In the entries that follow, identify the line containing "rear bumper, each" and return it together with all later lines, exactly as they appear.

####

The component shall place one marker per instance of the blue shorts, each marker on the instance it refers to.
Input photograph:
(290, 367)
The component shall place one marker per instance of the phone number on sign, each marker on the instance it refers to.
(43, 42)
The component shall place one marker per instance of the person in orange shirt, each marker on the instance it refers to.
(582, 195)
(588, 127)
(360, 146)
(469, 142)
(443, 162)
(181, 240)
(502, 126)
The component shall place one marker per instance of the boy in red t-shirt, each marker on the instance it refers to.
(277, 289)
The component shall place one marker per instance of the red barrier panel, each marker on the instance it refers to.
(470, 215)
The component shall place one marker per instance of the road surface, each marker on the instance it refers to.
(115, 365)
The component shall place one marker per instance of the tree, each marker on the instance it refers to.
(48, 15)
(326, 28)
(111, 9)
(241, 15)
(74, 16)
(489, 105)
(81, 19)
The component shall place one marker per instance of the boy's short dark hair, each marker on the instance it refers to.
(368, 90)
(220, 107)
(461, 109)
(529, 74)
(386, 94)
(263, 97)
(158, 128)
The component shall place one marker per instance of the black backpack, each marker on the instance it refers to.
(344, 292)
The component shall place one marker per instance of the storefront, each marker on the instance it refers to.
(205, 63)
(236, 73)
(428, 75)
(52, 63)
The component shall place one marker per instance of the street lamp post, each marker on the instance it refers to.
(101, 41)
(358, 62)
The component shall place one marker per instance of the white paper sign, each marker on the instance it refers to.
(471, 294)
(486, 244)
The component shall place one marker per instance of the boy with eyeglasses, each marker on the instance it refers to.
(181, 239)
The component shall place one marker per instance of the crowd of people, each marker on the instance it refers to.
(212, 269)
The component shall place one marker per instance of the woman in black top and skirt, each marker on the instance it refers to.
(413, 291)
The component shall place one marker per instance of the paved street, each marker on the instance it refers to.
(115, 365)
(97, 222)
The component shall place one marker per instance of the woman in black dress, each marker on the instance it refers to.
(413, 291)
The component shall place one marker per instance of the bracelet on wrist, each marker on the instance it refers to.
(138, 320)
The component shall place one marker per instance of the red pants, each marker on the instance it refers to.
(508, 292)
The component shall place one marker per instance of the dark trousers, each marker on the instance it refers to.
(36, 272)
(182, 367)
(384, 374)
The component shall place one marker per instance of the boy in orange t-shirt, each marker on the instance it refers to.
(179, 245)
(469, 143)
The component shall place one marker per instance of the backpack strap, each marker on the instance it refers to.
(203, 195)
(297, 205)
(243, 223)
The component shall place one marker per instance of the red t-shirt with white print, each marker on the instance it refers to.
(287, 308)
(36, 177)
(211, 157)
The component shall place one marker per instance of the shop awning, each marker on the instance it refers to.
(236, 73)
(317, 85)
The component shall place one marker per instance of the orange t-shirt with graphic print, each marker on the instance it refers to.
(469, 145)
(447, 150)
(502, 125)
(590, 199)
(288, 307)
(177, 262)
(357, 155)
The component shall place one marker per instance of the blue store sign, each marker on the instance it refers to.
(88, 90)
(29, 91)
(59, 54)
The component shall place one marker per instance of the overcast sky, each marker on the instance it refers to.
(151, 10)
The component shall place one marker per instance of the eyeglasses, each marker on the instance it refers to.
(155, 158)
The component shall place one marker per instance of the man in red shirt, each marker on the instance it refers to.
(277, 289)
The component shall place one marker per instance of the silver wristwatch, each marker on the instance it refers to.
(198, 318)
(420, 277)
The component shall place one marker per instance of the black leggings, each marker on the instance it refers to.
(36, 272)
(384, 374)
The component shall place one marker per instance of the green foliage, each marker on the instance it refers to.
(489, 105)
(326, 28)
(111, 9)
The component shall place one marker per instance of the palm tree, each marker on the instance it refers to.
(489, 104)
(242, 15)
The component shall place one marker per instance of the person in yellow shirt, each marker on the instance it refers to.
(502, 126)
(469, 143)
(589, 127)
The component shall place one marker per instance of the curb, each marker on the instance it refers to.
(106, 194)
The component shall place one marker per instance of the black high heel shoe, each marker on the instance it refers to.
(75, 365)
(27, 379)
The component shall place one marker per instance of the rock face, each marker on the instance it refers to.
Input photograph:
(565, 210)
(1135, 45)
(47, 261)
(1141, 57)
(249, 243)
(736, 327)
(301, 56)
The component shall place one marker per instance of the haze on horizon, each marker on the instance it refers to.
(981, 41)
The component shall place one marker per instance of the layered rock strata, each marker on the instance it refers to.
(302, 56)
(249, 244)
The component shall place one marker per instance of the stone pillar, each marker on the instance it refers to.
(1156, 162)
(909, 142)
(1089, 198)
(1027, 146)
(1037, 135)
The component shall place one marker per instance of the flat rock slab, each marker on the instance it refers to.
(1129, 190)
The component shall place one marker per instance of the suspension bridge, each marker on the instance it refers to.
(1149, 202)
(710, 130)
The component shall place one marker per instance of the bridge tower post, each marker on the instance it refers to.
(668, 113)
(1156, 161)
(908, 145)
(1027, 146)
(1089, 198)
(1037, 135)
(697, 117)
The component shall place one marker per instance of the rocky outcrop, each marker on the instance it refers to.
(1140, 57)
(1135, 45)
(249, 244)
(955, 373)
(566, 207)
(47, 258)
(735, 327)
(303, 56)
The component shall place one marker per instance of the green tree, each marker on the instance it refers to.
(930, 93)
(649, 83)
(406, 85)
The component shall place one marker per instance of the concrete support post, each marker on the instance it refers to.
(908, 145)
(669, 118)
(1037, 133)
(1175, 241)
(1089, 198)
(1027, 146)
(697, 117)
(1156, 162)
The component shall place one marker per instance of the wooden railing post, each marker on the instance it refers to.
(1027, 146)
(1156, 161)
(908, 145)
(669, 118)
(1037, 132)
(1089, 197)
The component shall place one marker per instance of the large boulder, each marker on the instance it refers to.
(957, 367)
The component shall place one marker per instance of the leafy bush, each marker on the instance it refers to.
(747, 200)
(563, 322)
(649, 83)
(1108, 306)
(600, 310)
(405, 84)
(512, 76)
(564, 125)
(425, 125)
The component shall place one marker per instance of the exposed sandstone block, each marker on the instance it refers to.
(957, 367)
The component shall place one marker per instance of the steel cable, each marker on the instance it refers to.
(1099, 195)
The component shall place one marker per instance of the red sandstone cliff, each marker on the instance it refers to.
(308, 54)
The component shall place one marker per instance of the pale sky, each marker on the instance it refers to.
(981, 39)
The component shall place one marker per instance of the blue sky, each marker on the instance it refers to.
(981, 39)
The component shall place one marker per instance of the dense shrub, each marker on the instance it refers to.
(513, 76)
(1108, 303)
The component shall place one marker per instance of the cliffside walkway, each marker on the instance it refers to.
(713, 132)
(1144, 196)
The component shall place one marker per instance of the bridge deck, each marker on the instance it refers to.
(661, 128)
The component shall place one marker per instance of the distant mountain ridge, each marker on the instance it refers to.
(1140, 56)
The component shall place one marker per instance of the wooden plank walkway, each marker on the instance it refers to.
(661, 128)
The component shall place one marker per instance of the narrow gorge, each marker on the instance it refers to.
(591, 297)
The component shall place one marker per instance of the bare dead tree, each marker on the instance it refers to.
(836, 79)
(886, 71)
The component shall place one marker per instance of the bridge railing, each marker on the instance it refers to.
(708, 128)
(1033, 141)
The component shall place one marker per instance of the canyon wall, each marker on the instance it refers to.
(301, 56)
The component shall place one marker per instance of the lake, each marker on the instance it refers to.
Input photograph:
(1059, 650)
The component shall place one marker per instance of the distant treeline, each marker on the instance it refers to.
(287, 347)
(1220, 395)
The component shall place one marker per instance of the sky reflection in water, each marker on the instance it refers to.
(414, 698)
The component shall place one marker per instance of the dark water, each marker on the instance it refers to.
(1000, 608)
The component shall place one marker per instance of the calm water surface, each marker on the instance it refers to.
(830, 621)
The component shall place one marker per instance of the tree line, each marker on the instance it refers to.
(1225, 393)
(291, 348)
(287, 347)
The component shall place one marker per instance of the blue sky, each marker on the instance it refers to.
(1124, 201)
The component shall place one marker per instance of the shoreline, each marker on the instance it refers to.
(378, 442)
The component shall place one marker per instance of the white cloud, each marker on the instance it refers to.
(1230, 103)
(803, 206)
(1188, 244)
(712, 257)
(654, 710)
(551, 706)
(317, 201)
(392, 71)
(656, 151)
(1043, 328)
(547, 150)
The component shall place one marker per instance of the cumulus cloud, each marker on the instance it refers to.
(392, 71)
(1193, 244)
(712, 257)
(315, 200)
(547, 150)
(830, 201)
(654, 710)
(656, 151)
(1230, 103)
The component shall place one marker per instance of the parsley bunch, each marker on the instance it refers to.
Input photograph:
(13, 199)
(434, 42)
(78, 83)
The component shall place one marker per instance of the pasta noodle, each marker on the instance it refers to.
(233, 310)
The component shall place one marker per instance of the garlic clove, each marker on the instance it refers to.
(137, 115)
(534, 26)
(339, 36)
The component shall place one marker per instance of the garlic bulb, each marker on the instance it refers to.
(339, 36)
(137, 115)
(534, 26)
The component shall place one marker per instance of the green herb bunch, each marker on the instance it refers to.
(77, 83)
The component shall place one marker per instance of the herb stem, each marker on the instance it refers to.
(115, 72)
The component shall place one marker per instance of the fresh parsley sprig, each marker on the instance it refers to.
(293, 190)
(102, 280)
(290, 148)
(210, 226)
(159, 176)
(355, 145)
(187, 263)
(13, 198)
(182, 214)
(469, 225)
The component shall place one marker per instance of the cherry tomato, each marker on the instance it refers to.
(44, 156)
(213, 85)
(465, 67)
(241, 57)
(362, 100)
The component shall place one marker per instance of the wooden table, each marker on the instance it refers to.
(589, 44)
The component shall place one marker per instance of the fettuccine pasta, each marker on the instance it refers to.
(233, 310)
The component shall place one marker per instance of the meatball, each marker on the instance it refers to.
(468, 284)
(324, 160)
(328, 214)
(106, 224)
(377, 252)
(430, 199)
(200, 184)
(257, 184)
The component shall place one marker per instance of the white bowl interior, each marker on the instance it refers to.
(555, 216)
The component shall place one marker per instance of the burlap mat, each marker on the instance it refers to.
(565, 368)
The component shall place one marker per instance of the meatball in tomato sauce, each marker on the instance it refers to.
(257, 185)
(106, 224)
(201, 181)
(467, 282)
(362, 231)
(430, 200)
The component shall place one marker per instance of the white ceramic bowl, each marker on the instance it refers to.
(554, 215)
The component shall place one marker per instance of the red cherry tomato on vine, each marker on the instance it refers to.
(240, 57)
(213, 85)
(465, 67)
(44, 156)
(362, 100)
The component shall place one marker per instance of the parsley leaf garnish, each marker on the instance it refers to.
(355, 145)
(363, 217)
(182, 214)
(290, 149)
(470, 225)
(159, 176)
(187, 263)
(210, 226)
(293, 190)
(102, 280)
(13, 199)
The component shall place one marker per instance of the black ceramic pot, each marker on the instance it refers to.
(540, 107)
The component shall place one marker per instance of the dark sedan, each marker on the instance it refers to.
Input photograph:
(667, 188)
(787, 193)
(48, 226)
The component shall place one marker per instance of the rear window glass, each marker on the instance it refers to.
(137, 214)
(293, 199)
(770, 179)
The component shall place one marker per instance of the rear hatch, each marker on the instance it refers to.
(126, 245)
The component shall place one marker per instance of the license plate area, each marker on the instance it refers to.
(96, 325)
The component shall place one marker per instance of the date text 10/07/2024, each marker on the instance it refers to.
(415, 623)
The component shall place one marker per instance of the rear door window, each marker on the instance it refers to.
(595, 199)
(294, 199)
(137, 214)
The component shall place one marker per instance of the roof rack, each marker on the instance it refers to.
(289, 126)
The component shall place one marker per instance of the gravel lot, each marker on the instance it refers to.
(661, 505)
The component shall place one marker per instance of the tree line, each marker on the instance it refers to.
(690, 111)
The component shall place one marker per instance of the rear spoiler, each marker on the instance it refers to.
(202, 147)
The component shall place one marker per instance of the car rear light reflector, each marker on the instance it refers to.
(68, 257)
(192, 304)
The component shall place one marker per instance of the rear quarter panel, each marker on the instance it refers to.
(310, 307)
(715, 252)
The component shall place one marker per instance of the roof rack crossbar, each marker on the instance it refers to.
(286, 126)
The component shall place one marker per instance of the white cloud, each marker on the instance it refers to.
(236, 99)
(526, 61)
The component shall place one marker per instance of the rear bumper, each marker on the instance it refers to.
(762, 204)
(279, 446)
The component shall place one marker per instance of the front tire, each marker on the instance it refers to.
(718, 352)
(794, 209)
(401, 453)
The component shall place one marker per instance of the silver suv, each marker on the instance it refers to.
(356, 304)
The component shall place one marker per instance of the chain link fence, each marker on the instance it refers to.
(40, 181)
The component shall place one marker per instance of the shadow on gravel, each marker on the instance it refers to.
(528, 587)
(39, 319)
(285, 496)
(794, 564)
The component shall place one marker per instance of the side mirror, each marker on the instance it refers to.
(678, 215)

####

* Response for this exercise:
The component shall place one marker per instance of the rear bumper, each marker on the instance it refers to.
(762, 204)
(279, 446)
The component shall place one marker per instance of the front tire, each marker on the instance it refers to.
(718, 352)
(794, 209)
(401, 453)
The component shall place one marker per instance of the silver suv, each marker on the instance it refers to.
(356, 304)
The component shall place one marker per instance of the chain link fence, each marker on the instance it refers to.
(40, 181)
The component shall place one marker per instance of the shadow on gravel, each marker on the instance it refers to.
(528, 587)
(39, 319)
(285, 496)
(794, 564)
The component shall place one marker per instance of the side mirror, each marker on the instance it refers to.
(678, 215)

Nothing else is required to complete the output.